**THE TASK**
In the records below, copy the lines from the one containing "tag is in the scene." through the one containing "420;83;435;94", changing "yellow ear tag" to "green ear tag" and leaving everything else as it is.

**THE RECORDS**
━━━━━━━━━━━━━━━━━━━━━━━━━━━━━━

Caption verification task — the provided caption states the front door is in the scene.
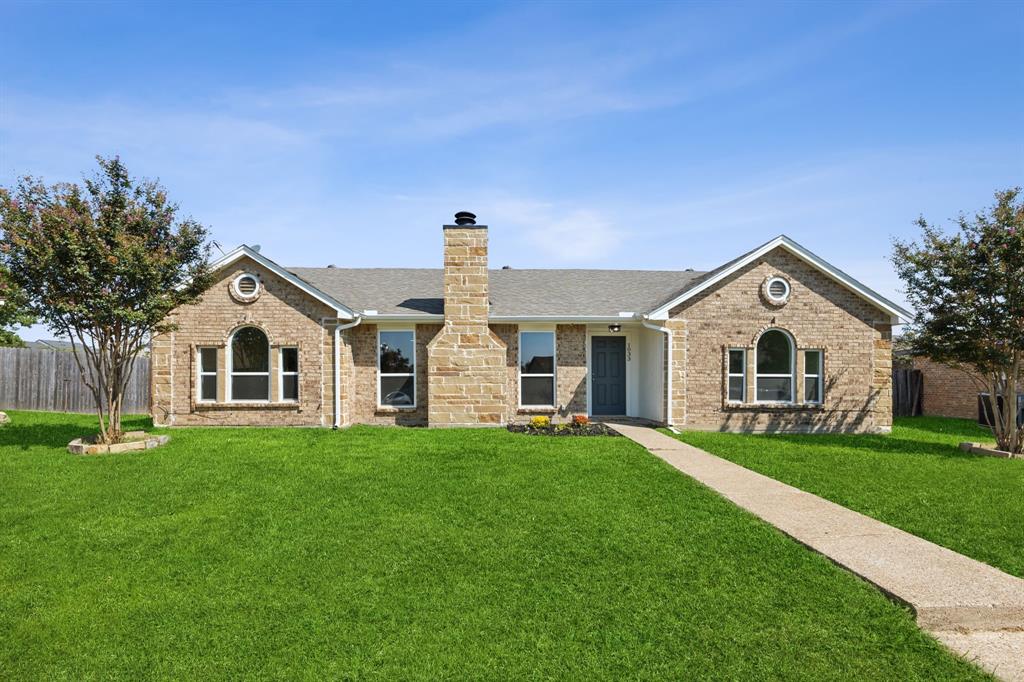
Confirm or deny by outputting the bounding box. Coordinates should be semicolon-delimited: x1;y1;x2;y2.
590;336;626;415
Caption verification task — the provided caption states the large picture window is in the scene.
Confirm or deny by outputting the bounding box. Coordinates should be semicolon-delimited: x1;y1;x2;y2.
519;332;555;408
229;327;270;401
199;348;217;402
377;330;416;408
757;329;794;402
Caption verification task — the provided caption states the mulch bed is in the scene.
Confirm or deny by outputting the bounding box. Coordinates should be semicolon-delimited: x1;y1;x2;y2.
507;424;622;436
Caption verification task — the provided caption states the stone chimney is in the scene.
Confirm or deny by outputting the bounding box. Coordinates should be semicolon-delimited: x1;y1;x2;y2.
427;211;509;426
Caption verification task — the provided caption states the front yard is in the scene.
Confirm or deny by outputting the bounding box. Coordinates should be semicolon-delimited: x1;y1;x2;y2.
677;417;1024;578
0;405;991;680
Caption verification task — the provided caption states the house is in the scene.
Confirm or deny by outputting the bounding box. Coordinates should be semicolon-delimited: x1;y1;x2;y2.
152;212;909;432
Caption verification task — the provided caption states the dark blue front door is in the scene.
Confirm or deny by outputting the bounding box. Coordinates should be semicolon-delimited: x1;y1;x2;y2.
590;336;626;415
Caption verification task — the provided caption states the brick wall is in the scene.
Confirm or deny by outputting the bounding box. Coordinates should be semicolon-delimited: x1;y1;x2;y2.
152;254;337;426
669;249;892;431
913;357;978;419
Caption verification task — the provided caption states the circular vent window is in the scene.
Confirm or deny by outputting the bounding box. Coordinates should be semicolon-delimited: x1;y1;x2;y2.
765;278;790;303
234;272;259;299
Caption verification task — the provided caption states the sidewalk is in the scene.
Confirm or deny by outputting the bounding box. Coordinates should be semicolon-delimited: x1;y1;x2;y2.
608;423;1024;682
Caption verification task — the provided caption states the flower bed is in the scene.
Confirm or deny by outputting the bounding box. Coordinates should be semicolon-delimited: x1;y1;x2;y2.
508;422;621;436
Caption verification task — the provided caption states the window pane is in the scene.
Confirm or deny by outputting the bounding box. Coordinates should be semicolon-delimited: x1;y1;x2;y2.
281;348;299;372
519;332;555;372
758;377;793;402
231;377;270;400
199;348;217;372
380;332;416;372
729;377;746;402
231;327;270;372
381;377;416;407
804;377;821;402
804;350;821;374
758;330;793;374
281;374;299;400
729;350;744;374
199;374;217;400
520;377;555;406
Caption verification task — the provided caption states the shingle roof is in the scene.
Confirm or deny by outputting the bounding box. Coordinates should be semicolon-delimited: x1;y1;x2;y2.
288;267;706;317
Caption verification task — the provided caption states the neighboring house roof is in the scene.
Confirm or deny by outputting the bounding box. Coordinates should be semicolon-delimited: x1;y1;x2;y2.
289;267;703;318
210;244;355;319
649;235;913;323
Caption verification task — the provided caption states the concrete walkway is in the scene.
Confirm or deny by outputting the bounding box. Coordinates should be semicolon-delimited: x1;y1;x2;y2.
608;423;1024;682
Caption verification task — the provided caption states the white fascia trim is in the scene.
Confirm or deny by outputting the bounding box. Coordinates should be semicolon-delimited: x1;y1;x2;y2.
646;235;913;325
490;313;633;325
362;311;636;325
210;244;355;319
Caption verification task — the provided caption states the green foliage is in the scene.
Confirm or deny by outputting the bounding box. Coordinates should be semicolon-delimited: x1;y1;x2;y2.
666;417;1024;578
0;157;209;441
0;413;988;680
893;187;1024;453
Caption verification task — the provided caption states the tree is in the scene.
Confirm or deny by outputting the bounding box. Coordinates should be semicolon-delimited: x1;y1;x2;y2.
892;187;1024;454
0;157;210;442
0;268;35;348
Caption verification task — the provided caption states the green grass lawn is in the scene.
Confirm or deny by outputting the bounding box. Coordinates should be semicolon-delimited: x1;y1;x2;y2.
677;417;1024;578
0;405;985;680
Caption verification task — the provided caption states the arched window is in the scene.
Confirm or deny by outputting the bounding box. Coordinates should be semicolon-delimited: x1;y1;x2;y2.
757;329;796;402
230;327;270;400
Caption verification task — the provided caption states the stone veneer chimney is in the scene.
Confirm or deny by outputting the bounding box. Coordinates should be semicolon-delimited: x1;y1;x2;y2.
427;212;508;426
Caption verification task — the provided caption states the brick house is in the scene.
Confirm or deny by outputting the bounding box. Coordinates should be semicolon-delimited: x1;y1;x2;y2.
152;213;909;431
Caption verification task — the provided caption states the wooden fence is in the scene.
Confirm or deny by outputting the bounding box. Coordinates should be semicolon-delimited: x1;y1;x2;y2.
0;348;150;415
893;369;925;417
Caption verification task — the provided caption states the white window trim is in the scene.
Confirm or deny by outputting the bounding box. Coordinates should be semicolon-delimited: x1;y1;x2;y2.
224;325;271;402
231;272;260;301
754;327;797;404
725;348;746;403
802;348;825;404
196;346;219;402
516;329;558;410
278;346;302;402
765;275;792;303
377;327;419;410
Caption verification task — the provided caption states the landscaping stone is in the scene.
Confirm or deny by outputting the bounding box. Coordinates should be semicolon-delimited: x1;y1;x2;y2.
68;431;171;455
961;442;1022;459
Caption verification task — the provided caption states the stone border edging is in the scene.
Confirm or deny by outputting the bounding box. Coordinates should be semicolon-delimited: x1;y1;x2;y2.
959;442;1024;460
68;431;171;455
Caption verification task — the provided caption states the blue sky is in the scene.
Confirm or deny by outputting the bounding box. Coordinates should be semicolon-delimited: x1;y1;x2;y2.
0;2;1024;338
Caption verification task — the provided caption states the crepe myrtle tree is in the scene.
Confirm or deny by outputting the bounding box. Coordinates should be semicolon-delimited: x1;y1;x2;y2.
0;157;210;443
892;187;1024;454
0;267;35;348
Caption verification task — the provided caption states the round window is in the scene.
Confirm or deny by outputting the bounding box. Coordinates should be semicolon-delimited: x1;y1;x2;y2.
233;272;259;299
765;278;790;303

━━━━━━━━━━━━━━━━━━━━━━━━━━━━━━

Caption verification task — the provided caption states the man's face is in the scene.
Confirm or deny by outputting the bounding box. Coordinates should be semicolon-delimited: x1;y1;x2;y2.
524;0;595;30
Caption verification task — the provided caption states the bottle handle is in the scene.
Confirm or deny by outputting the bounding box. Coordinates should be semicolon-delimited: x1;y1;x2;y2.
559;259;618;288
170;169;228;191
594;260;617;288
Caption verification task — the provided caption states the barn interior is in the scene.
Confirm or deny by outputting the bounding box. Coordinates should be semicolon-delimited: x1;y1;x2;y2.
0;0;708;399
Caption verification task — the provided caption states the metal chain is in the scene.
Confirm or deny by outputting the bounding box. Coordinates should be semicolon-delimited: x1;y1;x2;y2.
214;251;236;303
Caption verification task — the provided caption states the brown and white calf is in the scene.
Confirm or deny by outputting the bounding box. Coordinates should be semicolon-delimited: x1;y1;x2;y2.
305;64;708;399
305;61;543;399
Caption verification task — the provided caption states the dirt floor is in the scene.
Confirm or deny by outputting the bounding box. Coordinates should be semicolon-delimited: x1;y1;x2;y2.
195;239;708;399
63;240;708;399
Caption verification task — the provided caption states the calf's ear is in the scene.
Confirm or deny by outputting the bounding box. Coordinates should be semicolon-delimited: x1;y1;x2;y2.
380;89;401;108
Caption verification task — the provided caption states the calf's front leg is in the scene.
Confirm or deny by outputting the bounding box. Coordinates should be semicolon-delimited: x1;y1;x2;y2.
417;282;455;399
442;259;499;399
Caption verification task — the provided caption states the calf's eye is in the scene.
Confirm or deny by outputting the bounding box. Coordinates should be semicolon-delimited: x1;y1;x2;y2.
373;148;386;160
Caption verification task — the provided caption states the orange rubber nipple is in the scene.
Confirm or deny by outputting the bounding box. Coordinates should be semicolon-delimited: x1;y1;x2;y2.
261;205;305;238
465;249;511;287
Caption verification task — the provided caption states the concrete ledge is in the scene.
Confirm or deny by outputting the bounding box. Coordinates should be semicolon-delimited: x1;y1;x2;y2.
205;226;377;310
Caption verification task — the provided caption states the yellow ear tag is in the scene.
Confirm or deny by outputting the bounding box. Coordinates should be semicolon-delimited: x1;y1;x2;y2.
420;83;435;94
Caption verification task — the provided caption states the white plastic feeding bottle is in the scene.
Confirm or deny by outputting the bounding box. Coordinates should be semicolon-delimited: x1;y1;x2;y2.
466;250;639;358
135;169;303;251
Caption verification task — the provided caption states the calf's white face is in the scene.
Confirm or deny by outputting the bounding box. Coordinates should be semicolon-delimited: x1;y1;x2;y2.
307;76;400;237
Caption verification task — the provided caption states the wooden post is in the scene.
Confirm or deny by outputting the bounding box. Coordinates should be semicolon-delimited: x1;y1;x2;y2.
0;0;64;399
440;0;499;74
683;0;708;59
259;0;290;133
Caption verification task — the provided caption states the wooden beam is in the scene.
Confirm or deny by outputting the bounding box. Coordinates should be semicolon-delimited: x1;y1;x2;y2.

━━━━━━━━━━━━━━━━━━━━━━━━━━━━━━

**WRITTEN SOLUTION**
Caption verification task — the provided caption states the green ear tag is in the scene.
Confirm or deny by outputting the bounding box. Coordinates should be semicolon-delimited: x1;y1;x2;y2.
420;83;435;94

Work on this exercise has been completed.